**How to complete this task:** The response should be an exact repetition of all the entries.

**Task inputs:**
▶
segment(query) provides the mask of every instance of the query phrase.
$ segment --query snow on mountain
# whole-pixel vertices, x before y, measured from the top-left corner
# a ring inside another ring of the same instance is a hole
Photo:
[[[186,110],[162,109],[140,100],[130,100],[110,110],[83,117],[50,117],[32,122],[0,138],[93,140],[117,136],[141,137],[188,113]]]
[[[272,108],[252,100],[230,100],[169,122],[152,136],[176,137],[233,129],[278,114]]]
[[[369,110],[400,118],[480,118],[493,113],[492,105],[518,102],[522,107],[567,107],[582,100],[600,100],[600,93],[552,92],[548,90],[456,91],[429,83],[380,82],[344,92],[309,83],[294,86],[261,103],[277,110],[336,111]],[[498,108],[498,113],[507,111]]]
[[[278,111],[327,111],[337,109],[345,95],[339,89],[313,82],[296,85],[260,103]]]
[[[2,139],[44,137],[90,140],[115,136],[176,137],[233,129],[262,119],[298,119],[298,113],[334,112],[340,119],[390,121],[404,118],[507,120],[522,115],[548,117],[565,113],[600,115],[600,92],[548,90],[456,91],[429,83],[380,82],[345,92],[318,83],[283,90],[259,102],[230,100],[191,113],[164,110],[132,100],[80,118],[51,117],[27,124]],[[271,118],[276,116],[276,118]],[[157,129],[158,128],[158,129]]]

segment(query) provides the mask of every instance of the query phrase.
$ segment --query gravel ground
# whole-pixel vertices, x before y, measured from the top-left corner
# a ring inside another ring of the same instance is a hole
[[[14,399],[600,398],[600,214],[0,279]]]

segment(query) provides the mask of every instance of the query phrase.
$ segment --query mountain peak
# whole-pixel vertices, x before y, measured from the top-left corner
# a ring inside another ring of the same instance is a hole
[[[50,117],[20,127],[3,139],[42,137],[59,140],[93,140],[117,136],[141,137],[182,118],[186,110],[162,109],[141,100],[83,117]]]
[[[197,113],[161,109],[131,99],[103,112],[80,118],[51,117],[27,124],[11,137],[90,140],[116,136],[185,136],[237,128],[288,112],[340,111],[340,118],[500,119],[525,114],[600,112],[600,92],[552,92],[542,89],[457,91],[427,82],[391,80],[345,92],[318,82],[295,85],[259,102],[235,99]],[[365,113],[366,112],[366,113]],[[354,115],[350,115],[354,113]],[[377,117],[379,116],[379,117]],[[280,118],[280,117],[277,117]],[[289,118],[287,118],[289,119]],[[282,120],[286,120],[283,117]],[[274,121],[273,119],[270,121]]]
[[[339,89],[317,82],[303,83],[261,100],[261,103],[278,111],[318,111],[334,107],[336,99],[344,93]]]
◀
**Reply to the task:**
segment(query) provides the mask of every instance of the query phrase.
$ segment --query snow on mountain
# whole-pixel vertices, x before y, measured from the top-left corner
# a ring inside another ring of the same instance is a hole
Photo:
[[[186,110],[162,109],[140,100],[130,100],[110,110],[83,117],[50,117],[32,122],[0,138],[93,140],[117,136],[141,137],[188,113]]]
[[[272,108],[252,100],[230,100],[169,122],[152,136],[176,137],[233,129],[278,114]]]
[[[369,110],[400,118],[480,118],[493,113],[492,105],[518,102],[522,107],[567,107],[582,100],[600,100],[600,93],[552,92],[548,90],[456,91],[429,83],[380,82],[344,92],[309,83],[294,86],[261,103],[277,110],[336,111]],[[498,108],[498,113],[507,111]]]
[[[278,111],[327,111],[337,109],[345,95],[339,89],[313,82],[296,85],[260,103]]]
[[[2,139],[44,137],[90,140],[115,136],[176,137],[233,129],[262,119],[298,119],[298,113],[334,112],[340,119],[390,121],[404,118],[507,120],[522,115],[548,117],[565,113],[600,115],[600,92],[548,90],[456,91],[429,83],[380,82],[345,92],[318,83],[283,90],[259,102],[230,100],[191,113],[164,110],[132,100],[80,118],[51,117],[27,124]],[[271,118],[276,116],[276,118]],[[157,129],[158,128],[158,129]]]

segment(query) provides the mask of every instance of the query phrase.
$ segment --query gravel ground
# whole-pixel vertices, x before y, measured from the top-left corner
# a ring inside another ring of the same instance is a hole
[[[14,399],[600,398],[600,214],[0,279]]]

segment(query) provides the mask of every instance of the query phrase.
$ segment --query mountain peak
# whole-pixel vertices, x before y, measured from the top-left corner
# a ring inside another ring of the same instance is a hole
[[[50,117],[20,127],[3,139],[42,137],[59,140],[93,140],[117,136],[141,137],[182,118],[186,110],[162,109],[141,100],[83,117]]]
[[[197,113],[161,109],[131,99],[103,112],[80,118],[51,117],[27,124],[11,137],[90,140],[116,136],[185,136],[237,128],[288,112],[340,111],[340,118],[500,119],[525,114],[600,112],[600,92],[552,92],[542,89],[457,91],[427,82],[391,80],[345,92],[318,82],[295,85],[259,102],[235,99]],[[365,113],[366,112],[366,113]],[[354,115],[350,115],[354,113]],[[377,117],[379,116],[379,117]],[[280,118],[280,117],[277,117]],[[289,118],[287,118],[289,119]],[[282,120],[286,120],[283,117]],[[274,121],[273,119],[270,121]]]
[[[339,89],[317,82],[303,83],[261,100],[261,103],[278,111],[318,111],[334,107],[336,99],[344,93]]]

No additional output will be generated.